• What you will do:
Rescale the material starting at the line containing "Pinpoint the blue" and ending at the line containing "352;107;359;132", and write out only those lines, requests included. Multiply every coordinate in the answers by 0.45 and round each to a whole number, with halves rounded up.

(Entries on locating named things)
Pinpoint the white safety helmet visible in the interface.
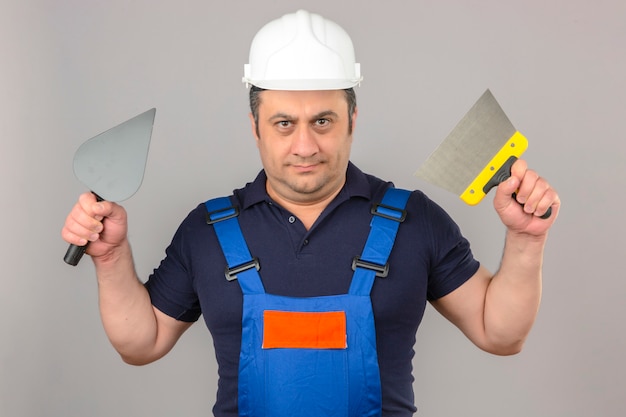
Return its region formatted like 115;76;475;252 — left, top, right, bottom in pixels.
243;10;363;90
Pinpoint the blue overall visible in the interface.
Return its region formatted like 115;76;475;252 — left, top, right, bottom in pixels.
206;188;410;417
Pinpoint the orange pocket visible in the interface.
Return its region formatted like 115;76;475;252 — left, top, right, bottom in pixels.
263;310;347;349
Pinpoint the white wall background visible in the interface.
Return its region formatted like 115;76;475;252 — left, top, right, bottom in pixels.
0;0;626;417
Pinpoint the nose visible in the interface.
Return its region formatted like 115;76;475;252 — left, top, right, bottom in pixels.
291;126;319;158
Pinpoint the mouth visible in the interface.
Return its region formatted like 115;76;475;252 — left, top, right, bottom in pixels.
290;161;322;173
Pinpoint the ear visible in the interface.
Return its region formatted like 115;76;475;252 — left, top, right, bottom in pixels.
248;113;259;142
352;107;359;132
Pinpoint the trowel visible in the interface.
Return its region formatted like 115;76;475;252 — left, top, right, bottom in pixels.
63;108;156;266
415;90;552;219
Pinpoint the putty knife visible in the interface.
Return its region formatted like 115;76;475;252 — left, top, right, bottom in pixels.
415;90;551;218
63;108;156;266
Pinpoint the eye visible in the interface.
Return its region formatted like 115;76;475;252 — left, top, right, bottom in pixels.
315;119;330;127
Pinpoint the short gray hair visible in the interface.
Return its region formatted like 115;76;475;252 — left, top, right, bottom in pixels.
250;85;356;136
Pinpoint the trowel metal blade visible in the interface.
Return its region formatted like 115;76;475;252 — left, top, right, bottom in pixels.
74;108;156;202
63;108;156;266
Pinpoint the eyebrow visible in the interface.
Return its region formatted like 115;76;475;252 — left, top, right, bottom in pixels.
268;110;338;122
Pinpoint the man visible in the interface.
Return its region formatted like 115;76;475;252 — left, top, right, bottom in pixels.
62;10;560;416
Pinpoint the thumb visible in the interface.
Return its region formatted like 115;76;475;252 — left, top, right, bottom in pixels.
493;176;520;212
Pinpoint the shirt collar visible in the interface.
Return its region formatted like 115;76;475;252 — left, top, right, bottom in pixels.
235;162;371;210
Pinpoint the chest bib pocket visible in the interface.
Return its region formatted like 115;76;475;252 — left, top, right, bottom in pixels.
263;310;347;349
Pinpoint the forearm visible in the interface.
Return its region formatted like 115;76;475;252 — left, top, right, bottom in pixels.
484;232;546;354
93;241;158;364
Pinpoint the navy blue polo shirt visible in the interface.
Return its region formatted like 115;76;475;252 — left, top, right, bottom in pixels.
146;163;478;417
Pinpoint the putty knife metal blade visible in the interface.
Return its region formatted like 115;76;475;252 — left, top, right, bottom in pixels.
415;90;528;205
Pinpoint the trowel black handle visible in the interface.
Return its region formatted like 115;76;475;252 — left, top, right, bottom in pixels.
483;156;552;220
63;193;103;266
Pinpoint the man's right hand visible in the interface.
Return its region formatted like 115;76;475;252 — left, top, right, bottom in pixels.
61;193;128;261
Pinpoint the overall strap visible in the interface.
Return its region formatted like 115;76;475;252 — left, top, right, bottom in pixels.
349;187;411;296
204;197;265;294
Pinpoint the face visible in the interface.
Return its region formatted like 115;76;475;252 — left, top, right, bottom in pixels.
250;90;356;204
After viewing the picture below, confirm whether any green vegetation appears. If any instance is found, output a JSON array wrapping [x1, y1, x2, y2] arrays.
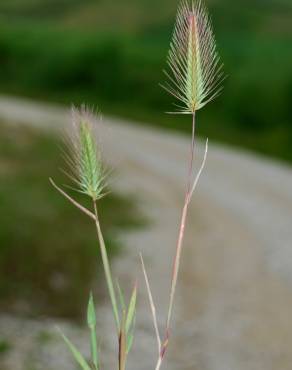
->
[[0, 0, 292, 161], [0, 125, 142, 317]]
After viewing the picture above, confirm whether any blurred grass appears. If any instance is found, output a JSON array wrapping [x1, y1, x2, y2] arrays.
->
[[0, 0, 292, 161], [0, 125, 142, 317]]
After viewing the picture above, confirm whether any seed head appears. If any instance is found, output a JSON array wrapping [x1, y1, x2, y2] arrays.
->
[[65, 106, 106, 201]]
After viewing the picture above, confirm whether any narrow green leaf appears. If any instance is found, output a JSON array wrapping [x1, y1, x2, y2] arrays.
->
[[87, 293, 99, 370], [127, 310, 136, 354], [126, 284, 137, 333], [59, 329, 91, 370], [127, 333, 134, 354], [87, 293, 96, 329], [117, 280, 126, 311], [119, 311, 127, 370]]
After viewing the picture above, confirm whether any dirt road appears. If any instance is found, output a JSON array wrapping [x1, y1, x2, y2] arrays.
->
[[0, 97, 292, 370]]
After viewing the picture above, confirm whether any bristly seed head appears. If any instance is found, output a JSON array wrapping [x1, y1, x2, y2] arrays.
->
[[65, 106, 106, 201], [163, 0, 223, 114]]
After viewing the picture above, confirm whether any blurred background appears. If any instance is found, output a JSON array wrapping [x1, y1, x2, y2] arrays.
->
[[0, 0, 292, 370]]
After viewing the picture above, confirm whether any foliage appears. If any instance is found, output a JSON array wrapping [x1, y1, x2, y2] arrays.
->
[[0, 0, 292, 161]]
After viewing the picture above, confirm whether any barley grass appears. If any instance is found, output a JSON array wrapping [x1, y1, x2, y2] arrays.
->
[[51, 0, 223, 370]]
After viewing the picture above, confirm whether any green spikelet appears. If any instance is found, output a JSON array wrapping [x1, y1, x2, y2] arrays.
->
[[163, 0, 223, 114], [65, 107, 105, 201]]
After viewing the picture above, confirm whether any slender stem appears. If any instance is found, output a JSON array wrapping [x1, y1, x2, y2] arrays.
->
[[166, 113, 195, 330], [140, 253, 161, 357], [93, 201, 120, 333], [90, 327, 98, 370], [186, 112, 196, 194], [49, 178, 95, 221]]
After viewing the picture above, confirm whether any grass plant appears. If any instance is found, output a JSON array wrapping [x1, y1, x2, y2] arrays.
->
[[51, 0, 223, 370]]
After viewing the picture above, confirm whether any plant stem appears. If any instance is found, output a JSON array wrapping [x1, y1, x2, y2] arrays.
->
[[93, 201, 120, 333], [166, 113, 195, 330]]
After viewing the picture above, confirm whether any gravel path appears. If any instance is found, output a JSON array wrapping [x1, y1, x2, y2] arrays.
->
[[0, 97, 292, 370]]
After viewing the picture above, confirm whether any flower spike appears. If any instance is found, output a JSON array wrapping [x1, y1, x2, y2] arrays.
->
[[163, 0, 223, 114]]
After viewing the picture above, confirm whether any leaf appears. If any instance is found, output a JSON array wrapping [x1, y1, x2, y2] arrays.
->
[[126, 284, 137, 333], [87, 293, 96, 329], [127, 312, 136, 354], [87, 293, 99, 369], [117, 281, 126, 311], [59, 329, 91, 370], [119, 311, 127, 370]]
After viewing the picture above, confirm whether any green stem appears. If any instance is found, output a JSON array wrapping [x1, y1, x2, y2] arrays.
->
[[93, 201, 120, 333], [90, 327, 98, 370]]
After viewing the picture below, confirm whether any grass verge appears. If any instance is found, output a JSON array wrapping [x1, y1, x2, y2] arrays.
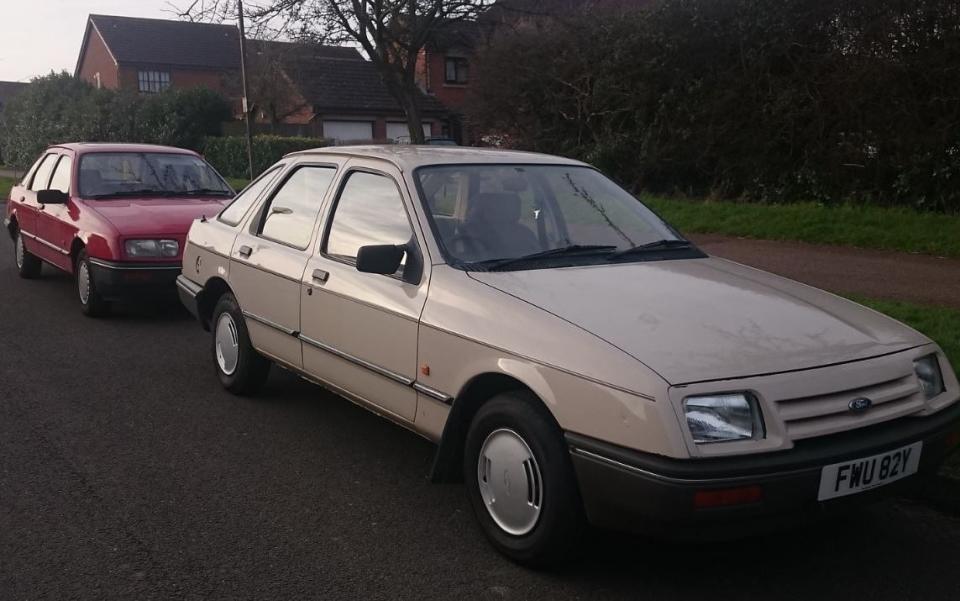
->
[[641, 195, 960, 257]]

• Output:
Pinpoint the blue overall visible in the interface.
Return its region formatted like 115;76;475;252 — left, top, right, bottom in pixels.
93;85;185;188
Pinpoint the orange pocket visible in the interface.
Return its region formatted like 115;76;475;252 — left, top, right, bottom in pixels.
118;140;156;157
Pinpoint the white wall background visible in the interface.
Return its region formatted like 115;76;475;252 — left, top, right, bottom in pixels.
0;0;282;188
Pinpoint the nose visible in the interface.
Return its region formatted like 115;76;475;252 — left, top, right, bottom in pixels.
131;57;144;71
Pinpoint the mouth visible in the interface.
Return its region formatted like 115;76;475;252 — left, top, right, bottom in pixels.
131;72;145;78
Pinpoint the ear visible in the interface.
Return its region formatted like 115;76;475;252 — left, top, right, bottom in pixels.
112;51;117;64
158;48;162;59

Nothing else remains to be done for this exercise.